- Work instructions:
Echo back every row below, character for character, but leave the pictures out.

- Given entries:

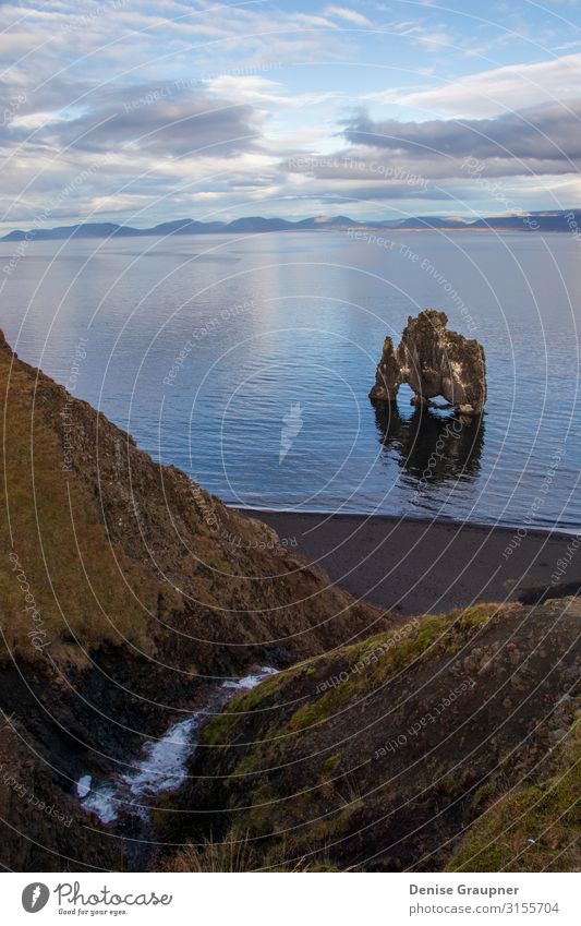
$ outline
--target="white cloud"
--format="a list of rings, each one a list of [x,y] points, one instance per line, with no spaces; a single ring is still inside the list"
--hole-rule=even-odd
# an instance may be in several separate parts
[[[581,55],[567,55],[555,61],[481,71],[447,86],[404,94],[397,101],[438,115],[473,119],[577,97],[580,81]]]
[[[356,13],[354,10],[349,10],[347,7],[327,7],[325,15],[335,16],[337,20],[344,20],[347,23],[353,23],[355,26],[371,26],[372,23],[362,13]]]

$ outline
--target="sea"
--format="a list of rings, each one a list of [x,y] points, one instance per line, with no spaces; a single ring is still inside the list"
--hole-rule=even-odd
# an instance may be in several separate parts
[[[23,360],[228,504],[581,529],[567,233],[4,241],[0,306]],[[427,308],[484,346],[476,423],[368,399]]]

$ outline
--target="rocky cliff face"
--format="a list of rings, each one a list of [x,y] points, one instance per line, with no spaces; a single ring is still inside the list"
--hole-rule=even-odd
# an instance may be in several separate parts
[[[482,604],[264,682],[208,724],[173,805],[215,813],[161,813],[165,837],[291,870],[574,869],[580,622],[578,599]],[[567,785],[545,795],[564,742]]]
[[[480,414],[486,401],[484,349],[449,332],[444,312],[427,309],[416,318],[410,316],[397,349],[387,337],[370,398],[394,401],[407,383],[419,405],[443,396],[459,412]]]
[[[211,676],[289,665],[392,622],[331,586],[289,539],[154,462],[1,335],[0,395],[0,760],[15,777],[2,863],[74,870],[99,856],[77,838],[85,830],[16,787],[70,817],[81,773],[122,767]],[[100,861],[119,867],[118,853]]]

- Exercise answer:
$ outline
--target="white cloud"
--format="a list of rings, each one a list of [x,y] points, one instance per line, with no spaces; a single ring is still inside the list"
--hole-rule=even-odd
# an instance may be in several separate parts
[[[581,55],[567,55],[555,61],[481,71],[447,86],[404,94],[397,101],[438,115],[473,119],[577,97],[580,81]]]
[[[356,13],[354,10],[349,10],[347,7],[327,7],[325,15],[335,16],[337,20],[344,20],[347,23],[353,23],[355,26],[371,26],[372,23],[362,13]]]

$ outline
--target="sea"
--format="a list of rings, each one a list of [x,y] points, one instance per line, with no spaces; a single ring is still inside the list"
--hole-rule=even-odd
# an instance may be in several separate parts
[[[23,360],[228,504],[581,529],[567,233],[4,241],[0,306]],[[427,308],[484,346],[476,423],[368,399]]]

$ outline
--target="rocky cliff face"
--format="a list of rings, each one a list of [x,y] points, one instance per line, with no spaces; a single ring is still inside the list"
--hole-rule=even-odd
# an instance may be in several separate parts
[[[482,604],[264,682],[208,724],[173,805],[215,813],[161,813],[165,837],[291,870],[574,869],[580,622],[578,599]],[[567,785],[545,795],[564,742]]]
[[[480,414],[486,401],[484,349],[449,332],[444,312],[427,309],[416,318],[410,316],[397,349],[387,337],[370,398],[394,401],[407,383],[419,405],[443,396],[459,412]]]
[[[211,676],[289,665],[392,622],[331,586],[289,539],[154,462],[1,335],[0,395],[0,760],[15,777],[2,863],[74,870],[99,856],[77,838],[85,830],[16,787],[70,817],[81,773],[122,767]],[[100,861],[119,867],[118,853]]]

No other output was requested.